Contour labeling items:
====================

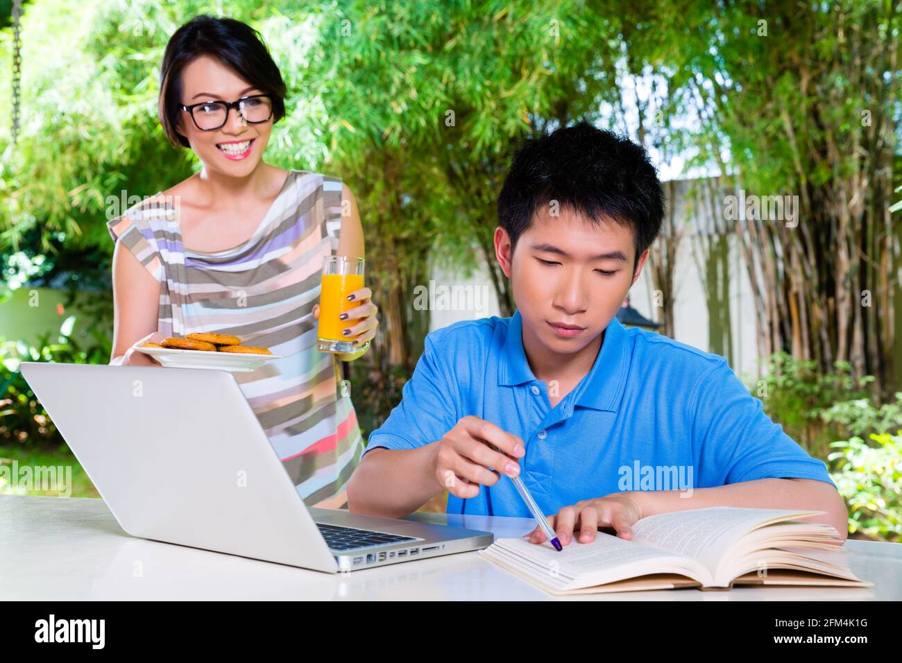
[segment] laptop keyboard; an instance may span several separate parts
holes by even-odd
[[[417,540],[413,537],[404,537],[400,534],[374,532],[369,529],[355,529],[353,527],[339,527],[337,525],[324,525],[317,523],[323,539],[332,550],[354,550],[358,548],[383,546],[387,543]]]

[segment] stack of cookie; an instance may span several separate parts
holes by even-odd
[[[265,347],[242,345],[238,336],[228,334],[189,334],[184,338],[170,336],[162,343],[148,341],[142,347],[169,347],[174,350],[201,350],[206,352],[231,352],[238,355],[272,355]]]

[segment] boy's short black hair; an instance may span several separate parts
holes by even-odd
[[[632,227],[639,256],[661,231],[664,191],[645,150],[585,121],[527,140],[498,196],[498,225],[517,239],[552,200],[594,223],[606,216]]]
[[[189,147],[188,139],[176,131],[182,104],[181,72],[201,55],[216,58],[257,89],[272,95],[273,124],[285,116],[285,82],[260,33],[235,19],[195,16],[170,38],[160,68],[157,112],[173,145]]]

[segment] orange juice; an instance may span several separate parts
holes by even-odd
[[[360,320],[340,320],[338,316],[360,306],[359,301],[348,301],[347,296],[363,287],[363,274],[323,274],[319,292],[319,328],[317,332],[319,338],[331,341],[354,338],[354,336],[343,336],[341,330],[354,327]]]

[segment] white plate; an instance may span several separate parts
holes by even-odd
[[[222,371],[246,373],[256,371],[267,362],[281,359],[283,355],[244,355],[234,352],[211,352],[209,350],[178,350],[171,347],[142,347],[133,345],[138,352],[150,355],[163,366],[175,368],[214,368]]]

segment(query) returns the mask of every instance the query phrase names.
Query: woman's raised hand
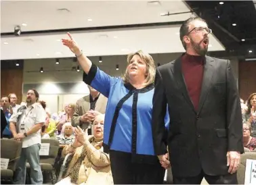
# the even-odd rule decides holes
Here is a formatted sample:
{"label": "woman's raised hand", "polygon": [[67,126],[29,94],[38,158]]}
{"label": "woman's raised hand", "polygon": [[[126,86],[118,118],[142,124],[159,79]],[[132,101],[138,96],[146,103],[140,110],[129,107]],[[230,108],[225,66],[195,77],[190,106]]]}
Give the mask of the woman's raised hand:
{"label": "woman's raised hand", "polygon": [[72,38],[71,34],[69,32],[67,32],[67,34],[68,35],[69,38],[62,38],[62,44],[68,47],[75,55],[79,55],[81,52],[79,47]]}

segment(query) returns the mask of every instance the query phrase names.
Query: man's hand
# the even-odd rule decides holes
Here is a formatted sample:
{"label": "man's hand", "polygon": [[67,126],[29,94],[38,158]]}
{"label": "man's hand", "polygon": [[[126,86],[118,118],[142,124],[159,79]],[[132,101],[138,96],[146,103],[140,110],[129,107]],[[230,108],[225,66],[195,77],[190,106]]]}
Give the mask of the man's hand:
{"label": "man's hand", "polygon": [[228,151],[227,153],[227,166],[229,166],[228,173],[235,173],[240,165],[241,154],[237,151]]}
{"label": "man's hand", "polygon": [[169,161],[169,154],[167,153],[165,155],[158,155],[157,157],[163,167],[166,169],[171,167],[170,161]]}

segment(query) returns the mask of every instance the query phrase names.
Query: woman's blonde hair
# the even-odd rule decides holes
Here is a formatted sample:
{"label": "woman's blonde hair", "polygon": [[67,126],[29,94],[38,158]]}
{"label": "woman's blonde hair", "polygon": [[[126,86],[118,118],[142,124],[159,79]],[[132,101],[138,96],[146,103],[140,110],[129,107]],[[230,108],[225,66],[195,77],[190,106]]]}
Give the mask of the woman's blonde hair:
{"label": "woman's blonde hair", "polygon": [[[127,64],[130,63],[131,59],[134,55],[139,55],[146,65],[146,84],[149,85],[154,83],[154,77],[156,76],[156,66],[153,58],[150,55],[144,53],[142,50],[139,50],[135,53],[130,53],[127,55]],[[127,68],[125,70],[125,74],[123,76],[123,80],[125,83],[130,82]]]}

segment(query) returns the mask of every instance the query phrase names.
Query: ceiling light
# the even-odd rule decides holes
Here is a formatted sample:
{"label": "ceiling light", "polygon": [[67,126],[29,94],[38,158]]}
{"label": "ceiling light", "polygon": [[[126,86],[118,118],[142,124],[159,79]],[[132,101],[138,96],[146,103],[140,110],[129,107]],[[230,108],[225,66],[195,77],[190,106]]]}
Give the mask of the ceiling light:
{"label": "ceiling light", "polygon": [[253,58],[253,59],[245,59],[245,61],[256,61],[256,58]]}
{"label": "ceiling light", "polygon": [[102,57],[99,57],[99,62],[100,62],[100,63],[102,63]]}

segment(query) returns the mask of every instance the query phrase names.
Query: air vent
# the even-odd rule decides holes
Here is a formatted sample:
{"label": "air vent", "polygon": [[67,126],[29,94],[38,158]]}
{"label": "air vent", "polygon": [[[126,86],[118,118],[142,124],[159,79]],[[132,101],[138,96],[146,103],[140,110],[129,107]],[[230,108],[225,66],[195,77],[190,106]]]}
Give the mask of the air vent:
{"label": "air vent", "polygon": [[59,8],[59,9],[57,9],[57,11],[61,11],[61,12],[70,12],[70,11],[66,8]]}
{"label": "air vent", "polygon": [[23,41],[25,41],[25,42],[34,42],[34,40],[32,39],[32,38],[25,38],[23,40]]}

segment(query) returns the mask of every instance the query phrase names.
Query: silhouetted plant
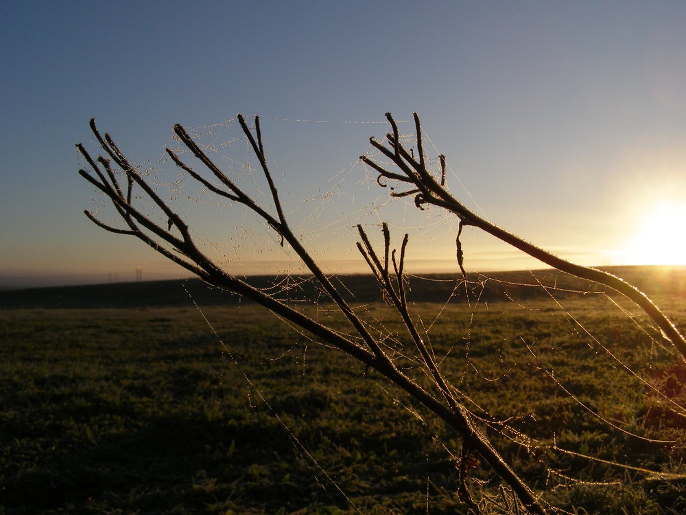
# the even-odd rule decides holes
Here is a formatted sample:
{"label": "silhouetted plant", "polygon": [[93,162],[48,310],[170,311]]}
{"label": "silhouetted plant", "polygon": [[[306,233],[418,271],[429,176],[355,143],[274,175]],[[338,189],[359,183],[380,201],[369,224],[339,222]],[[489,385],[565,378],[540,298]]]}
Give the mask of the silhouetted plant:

====================

Return the full material word for word. Do not include the pictures.

[segment] laptop keyboard; an instance may span several separate parts
holes by even-odd
[[[417,540],[413,537],[404,537],[400,534],[374,532],[369,529],[355,529],[353,527],[339,527],[337,525],[324,525],[317,523],[323,539],[332,550],[354,550],[358,548],[383,546],[387,543]]]

[segment] stack of cookie; an instance may span several separate parts
holes by even-odd
[[[265,347],[242,345],[238,336],[228,334],[189,334],[184,338],[170,336],[162,343],[148,341],[142,347],[169,347],[174,350],[201,350],[206,352],[231,352],[238,355],[272,355]]]

[segment] boy's short black hair; an instance may span several separate parts
holes by even-odd
[[[632,227],[639,256],[661,231],[664,191],[645,150],[585,121],[527,140],[498,196],[498,225],[517,239],[552,200],[594,223],[606,216]]]
[[[189,147],[188,139],[176,131],[182,104],[181,72],[201,55],[216,58],[257,89],[272,95],[273,124],[285,116],[285,82],[260,33],[235,19],[195,16],[170,38],[160,68],[157,112],[173,145]]]

[segment] orange juice; an instance may span several separate parts
holes by even-odd
[[[360,320],[340,320],[338,316],[360,306],[359,301],[348,301],[347,296],[363,287],[363,274],[323,274],[319,292],[319,328],[317,332],[319,338],[331,341],[354,338],[354,336],[343,336],[341,330],[354,327]]]

[segment] white plate; an instance may span several separate parts
holes by even-odd
[[[222,371],[246,373],[256,371],[267,362],[281,359],[283,355],[244,355],[234,352],[211,352],[209,350],[178,350],[171,347],[142,347],[133,345],[138,352],[150,355],[163,366],[175,368],[214,368]]]

segment(query) returns the mask of every instance the query phrase names.
Query: woman's raised hand
# the even-odd rule decides holes
Here is a formatted sample:
{"label": "woman's raised hand", "polygon": [[67,126],[29,94],[38,158]]}
{"label": "woman's raised hand", "polygon": [[[126,86],[118,118],[142,124],[159,79]],[[132,101],[138,96],[146,103],[140,110],[129,107]],[[230,108],[225,66],[195,77],[190,106]]]}
Give the mask of the woman's raised hand:
{"label": "woman's raised hand", "polygon": [[72,38],[71,34],[69,32],[67,32],[67,34],[68,35],[69,38],[62,38],[62,44],[68,47],[75,55],[79,55],[81,52],[79,47]]}

segment(query) returns the mask of every instance the query phrase names.
Query: man's hand
# the even-odd rule decides holes
Here is a formatted sample:
{"label": "man's hand", "polygon": [[67,126],[29,94],[38,158]]}
{"label": "man's hand", "polygon": [[[126,86],[118,118],[142,124],[159,79]],[[132,101],[138,96],[146,103],[140,110],[129,107]],[[230,108],[225,66],[195,77],[190,106]]]}
Give the mask of the man's hand:
{"label": "man's hand", "polygon": [[228,151],[227,153],[227,166],[229,166],[228,173],[235,173],[240,165],[241,154],[237,151]]}
{"label": "man's hand", "polygon": [[169,161],[169,154],[167,153],[165,155],[158,155],[157,157],[163,167],[166,169],[171,167],[170,161]]}

segment(query) returns the mask of every instance the query phrase names.
Query: woman's blonde hair
# the even-odd rule decides holes
Here is a formatted sample:
{"label": "woman's blonde hair", "polygon": [[67,126],[29,94],[38,158]]}
{"label": "woman's blonde hair", "polygon": [[[126,86],[118,118],[142,124],[159,79]],[[132,101],[138,96],[146,103],[140,110],[129,107]],[[230,108],[225,66],[195,77],[190,106]]]}
Give the mask of the woman's blonde hair:
{"label": "woman's blonde hair", "polygon": [[[127,64],[130,63],[131,59],[134,55],[139,55],[146,65],[146,84],[149,85],[154,83],[154,77],[156,76],[156,66],[153,58],[150,55],[144,53],[142,50],[139,50],[135,53],[130,53],[127,55]],[[127,68],[125,70],[125,74],[123,76],[123,80],[125,83],[130,82]]]}

segment(query) returns the mask of every instance the query phrase names.
Query: ceiling light
# the even-odd rule decides holes
Here is a formatted sample:
{"label": "ceiling light", "polygon": [[67,126],[29,94],[38,158]]}
{"label": "ceiling light", "polygon": [[[126,86],[118,118],[142,124],[159,79]],[[132,101],[138,96],[146,103],[140,110],[129,107]],[[230,108],[225,66],[195,77],[190,106]]]}
Give the mask of the ceiling light:
{"label": "ceiling light", "polygon": [[253,58],[253,59],[245,59],[245,61],[256,61],[256,58]]}
{"label": "ceiling light", "polygon": [[102,57],[99,57],[99,62],[100,62],[100,63],[102,63]]}

segment(query) returns the mask of every instance the query phrase names.
Query: air vent
# the even-odd rule decides holes
Here is a formatted sample:
{"label": "air vent", "polygon": [[67,126],[29,94],[38,158]]}
{"label": "air vent", "polygon": [[[126,86],[118,118],[142,124],[159,79]],[[132,101],[138,96],[146,103],[140,110],[129,107]],[[230,108],[225,66],[195,77],[190,106]]]}
Give the mask of the air vent:
{"label": "air vent", "polygon": [[59,8],[59,9],[57,9],[57,11],[61,11],[61,12],[70,12],[70,11],[66,8]]}
{"label": "air vent", "polygon": [[23,41],[25,41],[25,42],[34,42],[34,40],[32,39],[32,38],[25,38],[23,40]]}

segment(query) returns the mask of every instance the query phrase names.
Query: silhouetted plant
# the even-odd rule decides holes
Here is a formatted sample:
{"label": "silhouetted plant", "polygon": [[93,162],[48,310],[170,311]]}
{"label": "silhouetted plant", "polygon": [[[306,233],[418,271],[429,176],[355,143],[274,175]],[[338,189],[359,183],[380,201],[369,224],[339,222]],[[489,385],[565,378],[540,298]]]}
Give the mask of the silhouetted plant:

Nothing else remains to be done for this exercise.